━━━ Given information

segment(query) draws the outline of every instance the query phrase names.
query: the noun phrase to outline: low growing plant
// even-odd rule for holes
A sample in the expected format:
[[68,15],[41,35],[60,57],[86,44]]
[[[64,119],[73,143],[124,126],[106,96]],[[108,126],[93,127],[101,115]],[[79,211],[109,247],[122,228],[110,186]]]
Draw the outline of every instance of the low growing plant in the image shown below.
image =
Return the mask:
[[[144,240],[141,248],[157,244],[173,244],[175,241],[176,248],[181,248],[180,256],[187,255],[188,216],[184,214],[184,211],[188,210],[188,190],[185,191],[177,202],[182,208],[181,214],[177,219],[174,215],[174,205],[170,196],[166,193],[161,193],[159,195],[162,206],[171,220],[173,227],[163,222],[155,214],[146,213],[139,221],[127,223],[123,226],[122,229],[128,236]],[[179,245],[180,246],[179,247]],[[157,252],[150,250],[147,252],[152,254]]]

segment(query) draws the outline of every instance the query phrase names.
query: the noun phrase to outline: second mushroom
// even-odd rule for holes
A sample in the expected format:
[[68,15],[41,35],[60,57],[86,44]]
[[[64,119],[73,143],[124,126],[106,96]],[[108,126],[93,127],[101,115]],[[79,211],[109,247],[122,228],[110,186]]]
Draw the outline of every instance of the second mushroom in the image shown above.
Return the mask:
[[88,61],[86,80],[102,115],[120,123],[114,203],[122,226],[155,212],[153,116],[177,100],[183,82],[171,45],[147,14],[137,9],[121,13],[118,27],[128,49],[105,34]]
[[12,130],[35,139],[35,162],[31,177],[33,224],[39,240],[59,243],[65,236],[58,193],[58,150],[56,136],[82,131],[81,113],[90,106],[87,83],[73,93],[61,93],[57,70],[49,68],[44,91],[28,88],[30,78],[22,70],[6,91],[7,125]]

━━━━━━

#### Set problem:
Copy all of the records above word for word, line by line.

#### Result of this task:
segment(query) draws the outline of every instance the query phrase names.
query: the noun phrase to outline: low growing plant
// even-odd rule for holes
A sample in the expected format:
[[68,15],[41,35],[60,57],[86,44]]
[[[64,119],[73,143],[124,126],[106,96]],[[108,126],[93,127],[101,115]],[[79,211],[109,247],[122,228],[110,186]]]
Draw the outline of every instance of the low growing plant in the image shown below.
image =
Return the mask:
[[[144,240],[141,248],[157,244],[173,244],[175,241],[176,248],[181,248],[180,256],[187,255],[188,216],[184,214],[184,211],[188,210],[188,190],[185,191],[177,202],[182,208],[181,214],[177,219],[174,215],[174,205],[170,196],[166,193],[161,193],[159,195],[162,206],[171,220],[173,227],[163,222],[155,214],[146,213],[139,221],[127,223],[123,226],[122,229],[128,236]],[[179,245],[180,246],[179,247]],[[157,252],[150,250],[147,252],[152,254]]]

segment(query) draws the outline of every instance the query phrase names.
query: the noun phrase to outline: second mushroom
// even-odd rule for holes
A sample in the expected format:
[[68,15],[41,35],[60,57],[86,44]]
[[[64,119],[73,143],[124,126],[106,96]],[[108,126],[93,127],[101,115]],[[79,211],[109,247],[122,228],[110,186]]]
Draw the outline of every instance of the second mushroom in the image shown above.
Return the mask:
[[88,61],[86,80],[102,115],[120,123],[114,203],[122,226],[155,212],[153,116],[177,100],[183,82],[171,45],[147,14],[137,9],[121,13],[118,27],[128,49],[105,34]]
[[12,130],[35,139],[35,162],[31,177],[33,224],[39,240],[59,243],[65,236],[58,193],[58,150],[56,136],[82,131],[81,113],[90,106],[87,83],[73,93],[61,93],[57,70],[49,68],[44,91],[28,88],[30,78],[22,70],[6,91],[7,125]]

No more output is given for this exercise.